* [ASSIGNMENT] To complete this task, print all the data below exactly but leave out the images.

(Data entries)
▼

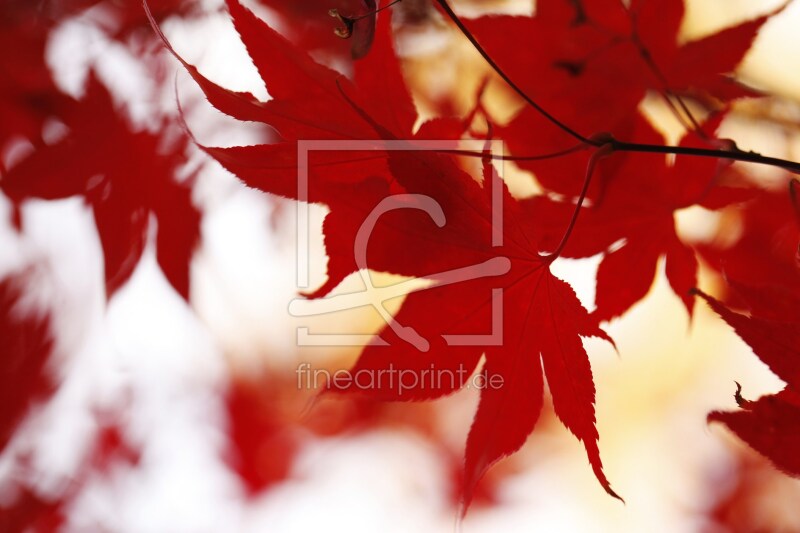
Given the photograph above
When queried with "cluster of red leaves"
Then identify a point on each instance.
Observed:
(588, 63)
(769, 291)
(594, 63)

▲

* [TASK ANSWER]
Given the photograph above
When queried with "cluster of red leaves"
Then identify a point on each instance.
Observed:
(588, 63)
(769, 291)
(594, 63)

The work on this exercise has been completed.